Work required: Write out every line of the entries below word for word, leaving the pictures out of your answer.

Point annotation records
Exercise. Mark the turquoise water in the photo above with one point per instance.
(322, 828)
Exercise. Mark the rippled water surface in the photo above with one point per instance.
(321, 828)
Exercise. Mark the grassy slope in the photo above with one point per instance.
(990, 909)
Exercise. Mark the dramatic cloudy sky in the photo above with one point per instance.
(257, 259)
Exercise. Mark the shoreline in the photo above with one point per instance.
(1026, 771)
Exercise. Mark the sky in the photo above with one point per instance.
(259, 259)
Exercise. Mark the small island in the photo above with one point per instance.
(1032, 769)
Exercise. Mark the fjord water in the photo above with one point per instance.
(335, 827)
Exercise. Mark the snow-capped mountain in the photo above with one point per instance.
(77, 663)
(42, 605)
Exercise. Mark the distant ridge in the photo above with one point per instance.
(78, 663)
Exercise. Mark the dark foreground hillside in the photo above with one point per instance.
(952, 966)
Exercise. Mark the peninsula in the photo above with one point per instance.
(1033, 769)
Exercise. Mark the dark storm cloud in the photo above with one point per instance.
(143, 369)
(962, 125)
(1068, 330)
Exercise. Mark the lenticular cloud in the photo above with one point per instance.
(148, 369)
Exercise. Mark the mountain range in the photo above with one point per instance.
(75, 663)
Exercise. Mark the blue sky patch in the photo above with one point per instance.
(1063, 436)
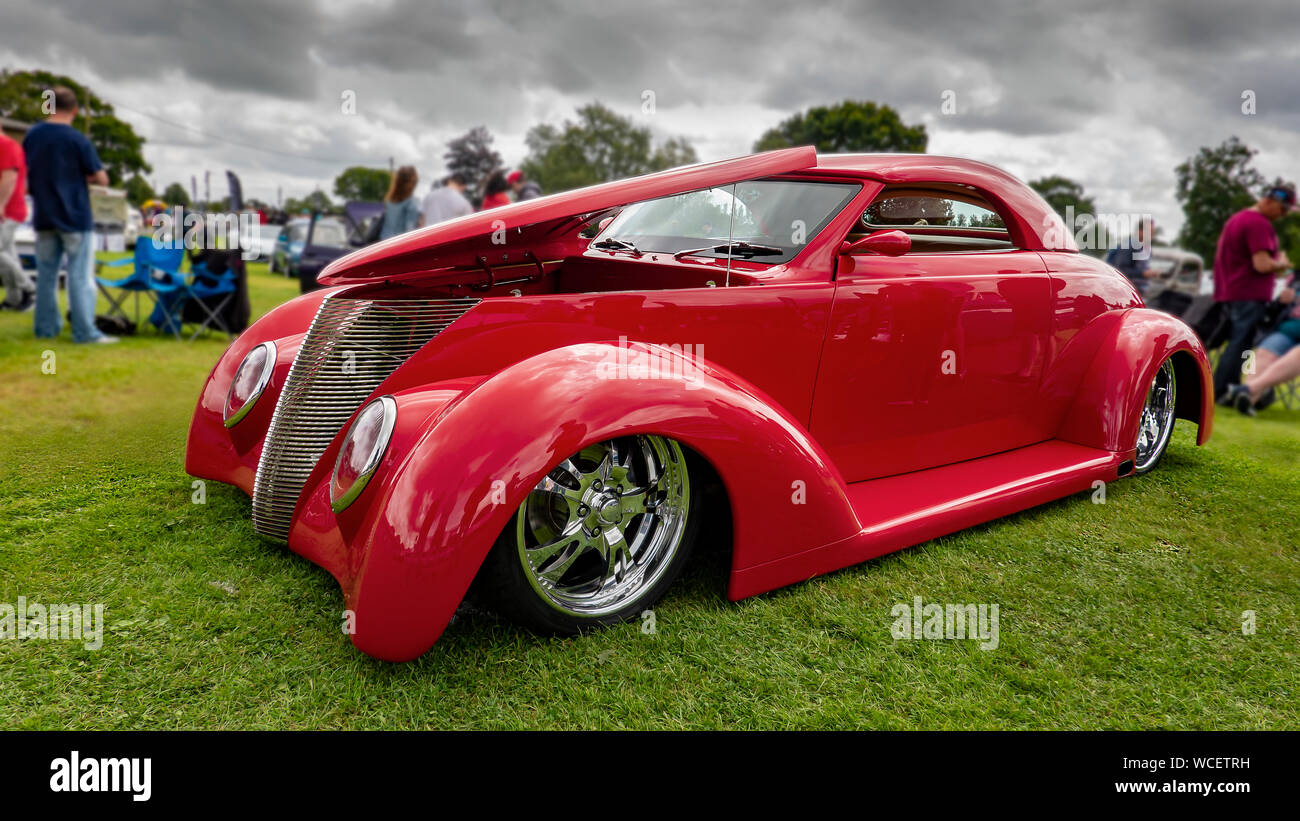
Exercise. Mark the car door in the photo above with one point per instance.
(935, 356)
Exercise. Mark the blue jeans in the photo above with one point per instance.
(51, 247)
(1242, 316)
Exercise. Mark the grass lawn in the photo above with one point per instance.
(1118, 615)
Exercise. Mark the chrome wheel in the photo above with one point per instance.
(601, 529)
(1157, 418)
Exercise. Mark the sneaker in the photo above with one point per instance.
(1242, 400)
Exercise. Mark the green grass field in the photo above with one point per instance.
(1118, 615)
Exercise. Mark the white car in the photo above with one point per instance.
(25, 239)
(133, 227)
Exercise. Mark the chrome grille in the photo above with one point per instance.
(350, 348)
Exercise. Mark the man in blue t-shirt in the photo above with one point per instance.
(61, 164)
(1132, 259)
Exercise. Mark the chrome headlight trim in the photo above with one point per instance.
(389, 407)
(268, 368)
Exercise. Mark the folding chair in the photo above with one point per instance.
(206, 286)
(154, 273)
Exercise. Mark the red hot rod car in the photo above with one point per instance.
(862, 352)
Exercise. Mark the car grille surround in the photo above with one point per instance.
(351, 346)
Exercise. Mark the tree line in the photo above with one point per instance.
(599, 144)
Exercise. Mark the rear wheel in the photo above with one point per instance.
(598, 539)
(1156, 424)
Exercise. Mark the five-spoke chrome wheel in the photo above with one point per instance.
(598, 538)
(1157, 418)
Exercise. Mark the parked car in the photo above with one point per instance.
(264, 242)
(828, 357)
(332, 238)
(289, 246)
(1179, 279)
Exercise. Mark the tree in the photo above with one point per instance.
(597, 147)
(120, 148)
(1062, 192)
(472, 156)
(176, 195)
(138, 190)
(848, 126)
(363, 183)
(1212, 186)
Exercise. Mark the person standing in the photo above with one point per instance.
(1246, 264)
(523, 187)
(401, 209)
(1132, 259)
(446, 202)
(20, 292)
(61, 166)
(494, 191)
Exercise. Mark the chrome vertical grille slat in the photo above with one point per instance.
(351, 346)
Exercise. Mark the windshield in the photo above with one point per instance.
(774, 220)
(329, 233)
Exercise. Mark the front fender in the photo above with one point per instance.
(230, 455)
(420, 533)
(1109, 399)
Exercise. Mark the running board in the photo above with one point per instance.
(900, 511)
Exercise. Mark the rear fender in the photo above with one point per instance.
(1110, 396)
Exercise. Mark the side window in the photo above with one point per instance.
(1190, 273)
(937, 221)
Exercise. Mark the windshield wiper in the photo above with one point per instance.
(746, 250)
(610, 243)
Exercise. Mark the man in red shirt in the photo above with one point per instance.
(20, 291)
(1246, 265)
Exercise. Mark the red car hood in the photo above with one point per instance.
(502, 235)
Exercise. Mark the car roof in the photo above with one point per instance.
(1175, 253)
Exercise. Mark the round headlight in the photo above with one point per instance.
(250, 381)
(363, 448)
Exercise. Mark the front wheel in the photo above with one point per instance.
(1156, 424)
(598, 539)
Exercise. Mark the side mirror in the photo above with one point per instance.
(887, 243)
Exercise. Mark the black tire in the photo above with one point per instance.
(507, 586)
(1162, 392)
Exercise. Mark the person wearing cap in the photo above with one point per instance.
(1246, 264)
(1132, 259)
(523, 187)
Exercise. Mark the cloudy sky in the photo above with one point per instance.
(1112, 94)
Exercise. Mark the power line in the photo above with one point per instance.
(226, 139)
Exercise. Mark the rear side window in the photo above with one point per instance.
(937, 221)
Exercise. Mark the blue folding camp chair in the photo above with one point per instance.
(204, 290)
(156, 270)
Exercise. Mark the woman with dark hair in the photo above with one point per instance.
(494, 190)
(401, 209)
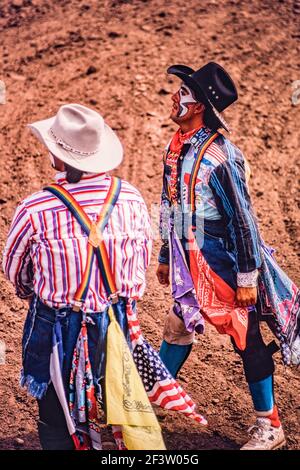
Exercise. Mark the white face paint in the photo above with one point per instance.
(186, 97)
(51, 159)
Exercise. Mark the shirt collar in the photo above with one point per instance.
(92, 177)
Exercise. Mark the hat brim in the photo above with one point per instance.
(109, 155)
(183, 72)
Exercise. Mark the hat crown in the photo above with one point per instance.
(78, 127)
(216, 84)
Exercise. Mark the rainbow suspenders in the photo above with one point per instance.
(96, 245)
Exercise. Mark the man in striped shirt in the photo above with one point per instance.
(46, 252)
(212, 247)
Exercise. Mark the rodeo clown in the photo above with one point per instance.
(79, 250)
(212, 254)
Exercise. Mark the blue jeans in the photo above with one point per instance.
(36, 351)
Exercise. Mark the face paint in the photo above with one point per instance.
(51, 158)
(186, 97)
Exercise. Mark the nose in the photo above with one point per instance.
(175, 97)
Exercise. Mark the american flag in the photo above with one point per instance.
(162, 389)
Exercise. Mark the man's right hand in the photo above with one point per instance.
(162, 274)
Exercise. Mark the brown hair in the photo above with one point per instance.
(72, 174)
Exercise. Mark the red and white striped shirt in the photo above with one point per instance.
(46, 248)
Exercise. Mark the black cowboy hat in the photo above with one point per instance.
(212, 85)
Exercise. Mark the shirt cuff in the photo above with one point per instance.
(247, 279)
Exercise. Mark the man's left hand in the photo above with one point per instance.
(246, 296)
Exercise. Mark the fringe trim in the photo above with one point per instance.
(35, 389)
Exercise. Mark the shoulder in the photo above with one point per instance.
(224, 154)
(38, 200)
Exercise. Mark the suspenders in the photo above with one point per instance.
(96, 245)
(204, 143)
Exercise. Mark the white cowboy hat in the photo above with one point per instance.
(79, 137)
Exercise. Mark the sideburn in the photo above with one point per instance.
(72, 174)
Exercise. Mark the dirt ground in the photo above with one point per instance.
(112, 55)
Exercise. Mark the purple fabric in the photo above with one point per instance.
(186, 304)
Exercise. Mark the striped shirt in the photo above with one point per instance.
(46, 248)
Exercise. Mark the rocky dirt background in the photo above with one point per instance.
(112, 56)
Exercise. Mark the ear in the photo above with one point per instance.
(199, 108)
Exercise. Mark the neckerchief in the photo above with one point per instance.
(176, 146)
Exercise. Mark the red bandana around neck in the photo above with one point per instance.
(176, 145)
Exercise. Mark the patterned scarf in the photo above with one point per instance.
(176, 146)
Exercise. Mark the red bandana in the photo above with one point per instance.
(175, 149)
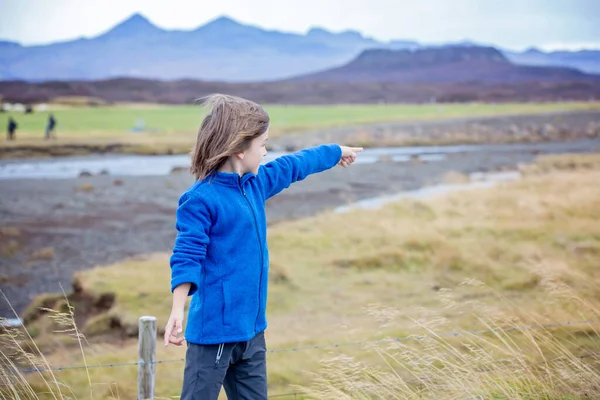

Response below:
Exercise. Mark the turquoise water in the photo above with one point per instance.
(322, 828)
Exercise. Mark the rippled water surface in the photo above with one point per instance.
(321, 828)
Exercise. Mark the grassy slope in the photo above with one point per instance.
(990, 909)
Exercise. Mark the dramatic cloudy sky in the photo above with one point per instance.
(257, 259)
Exercise. Mark the shoreline in the photo above with one point per instance.
(1026, 771)
Exercise. Mark the sky in the photo above with one point per instance.
(259, 259)
Exercise. Mark the small island in the photo above with one point per instance.
(1032, 769)
Exercise. Mark the fjord water in the photo above with one point per instance.
(335, 827)
Exercise. Mark the snow-capped mountain in the photo above with one point per instance.
(77, 663)
(42, 605)
Exercise. Mark the distant ridge in the photo above with one point per instance.
(78, 663)
Exercise. Mark the dark foreground hillside in the photo above with one point per instance.
(952, 966)
Exercise. Mark the peninsula in the photo above with one point per instance.
(1033, 769)
Exercise. Mark the dark storm cloud in the photo above with one point per instance.
(143, 369)
(962, 125)
(1068, 330)
Exercise. Mark the lenticular cloud in the photo above with one point per instance.
(148, 369)
Exercise. Mark the mountain range in the photo above with one point per instance.
(75, 663)
Exercise. Mark the blue sky patch in the photo above with one point per instance.
(1063, 436)
Exercise. Mark the car door in the photo above with one point per instance.
(935, 356)
Exercise. Mark the blue jeans in the photo above with one point per instance.
(51, 247)
(1242, 316)
Exercise. Mark the grass lawn in the photo above with one point per instance.
(1118, 615)
Exercise. Mark the chrome wheel in the photo above with one point per instance.
(601, 529)
(1157, 418)
Exercise. Mark the sneaker in the photo above with one point per instance.
(1242, 400)
Exercise. Mark the green grass field in the photo above with one point per instance.
(1118, 615)
Exercise. Mark the white car in the photo above with one point per instance.
(25, 239)
(133, 227)
Exercise. Mark the chrome grille in the photo above with one point per instance.
(350, 348)
Exercise. Mark the man in blue t-shirt in the photo above with one point per instance.
(61, 164)
(1132, 259)
Exercise. Mark the chrome headlight trim in the photo above with one point per instance.
(389, 407)
(268, 368)
Exercise. Mark the folding chair in the photo above with one point per instance.
(206, 286)
(154, 273)
Exercise. Mark the red hot rod car in the photo above with one point per instance.
(862, 352)
Exercise. Mark the car grille surround in the photo above with one point per instance.
(351, 346)
Exercise. Mark the tree line in the photo above with one point per instance.
(599, 144)
Exercise. Mark the rear wheel in the photo above with one point per instance.
(598, 539)
(1156, 424)
Exercise. Mark the five-spoke chrome wheel in the photo above with one point per instance.
(598, 538)
(1157, 418)
Exercise. Mark the parked car in the photo above with one point per instance.
(264, 242)
(828, 357)
(332, 238)
(289, 246)
(1179, 279)
Exercise. Mark the tree in the photo above with one point per instance.
(597, 147)
(120, 148)
(1062, 192)
(472, 156)
(176, 195)
(138, 190)
(848, 126)
(363, 183)
(1212, 186)
Exercise. Mark the person standing in the photo above with one point per instance.
(1246, 264)
(523, 187)
(401, 209)
(1132, 259)
(446, 202)
(20, 292)
(61, 166)
(494, 191)
Exercise. Mark the chrome vertical grille slat in the photo above with one point per instance.
(351, 346)
Exercise. Mark the windshield in the photo above with one point per instance.
(774, 220)
(329, 233)
Exercise. Mark the front fender in the photo above with one point per instance.
(230, 455)
(420, 533)
(1109, 399)
Exercise. Mark the running board in the photo above with one point per instance.
(900, 511)
Exercise. Mark the rear fender in the photo above with one point per instance.
(1110, 396)
Exercise. Mark the side window in the photo above with one point per instance.
(1190, 273)
(937, 221)
Exercise. Mark the windshield wiper in the photo above with one point per instance.
(746, 250)
(610, 243)
Exercise. Mark the man in red shirt in the photo above with one point per instance.
(20, 291)
(1246, 265)
Exercise. Mark the red car hood in the photo above with one point per instance.
(502, 235)
Exercise. Mark the car roof in the photo above with one point per instance.
(1175, 253)
Exercise. Mark the round headlight in the photo above with one point per instance.
(250, 381)
(363, 448)
Exercise. Mark the front wheel in the photo above with one point per instance.
(1156, 424)
(598, 539)
Exercise. Mark the side mirror in the photo above with one point per instance.
(887, 243)
Exercise. Mark the black tire in the photo above with one point per instance.
(507, 586)
(1162, 392)
Exercise. Mark the person wearing cap in the photo above with one point per instance.
(1246, 264)
(1132, 259)
(523, 187)
Exercise. Mark the cloudy sky in the photo above with one point per instance.
(1112, 94)
Exercise. Mark the power line in the photo above with one point per instance.
(226, 139)
Exercise. Mark the rear side window in the photo above with one point per instance.
(937, 221)
Exercise. Mark the blue folding camp chair in the photo above with one point per instance.
(204, 290)
(156, 270)
Exercise. Mark the woman with dark hair in the photo above with one point per instance.
(494, 190)
(401, 209)
Exercise. Mark the white face paint in the photo above with one point per instance.
(186, 97)
(51, 159)
Exercise. Mark the shirt collar in the photo above with one point per instance.
(92, 177)
Exercise. Mark the hat brim in the photo above with one point per instance.
(109, 155)
(183, 72)
Exercise. Mark the hat crown in the photo above with one point per instance.
(78, 127)
(216, 84)
Exercise. Mark the rainbow suspenders in the photo above with one point per instance.
(96, 245)
Exercise. Mark the man in striped shirt in the photo above with one point per instance.
(46, 252)
(212, 247)
Exercise. Mark the rodeo clown in the photo above with one point per instance.
(79, 250)
(212, 254)
Exercise. Mark the blue jeans in the photo above with one point per instance.
(36, 351)
Exercise. Mark the face paint in the photo above with one point per instance.
(51, 158)
(186, 97)
Exercise. Mark the nose in the photo above with one point per instance.
(175, 97)
Exercise. Mark the american flag in the photo above with one point per instance.
(162, 389)
Exercise. Mark the man's right hand in the photo above with one point per instance.
(162, 274)
Exercise. Mark the brown hair in the photo above with one point per instance.
(72, 174)
Exercise. Mark the red and white striped shirt in the photo above with one point per instance.
(46, 248)
Exercise. Mark the black cowboy hat in the photo above with one point per instance.
(212, 85)
Exercise. Mark the shirt cuff in the photo above with one point per instance.
(247, 279)
Exercise. Mark the man's left hand in the photo above with one point per instance.
(246, 296)
Exercise. Mark the fringe trim in the photo above with one point per instance.
(35, 389)
Exercise. Mark the shoulder in the photo above with one point per instance.
(224, 154)
(38, 200)
Exercise. Mark the suspenders in the photo above with one point per instance.
(96, 245)
(204, 143)
Exercise. Mark the white cowboy hat in the photo above with one point per instance.
(79, 137)
Exercise. Mark the sideburn in the photo above with one point per instance.
(72, 174)
Exercise. Mark the dirt ground in the photo above with one point per instance.
(112, 55)
Exercise. Mark the purple fabric in the photo above with one point per instance.
(186, 304)
Exercise. Mark the striped shirt in the photo above with one point per instance.
(46, 248)
Exercise. Mark the rocky dirt background in the photo above with one point per instance.
(112, 56)
Exercise. Mark the ear in the photo above with one point per instance.
(199, 108)
Exercise. Mark the neckerchief in the photo above with one point per instance.
(176, 146)
Exercise. Mark the red bandana around neck in the photo above with one point per instance.
(176, 145)
Exercise. Mark the patterned scarf in the photo above with one point per instance.
(176, 146)
Exercise. Mark the red bandana in the photo above with one point per instance.
(175, 149)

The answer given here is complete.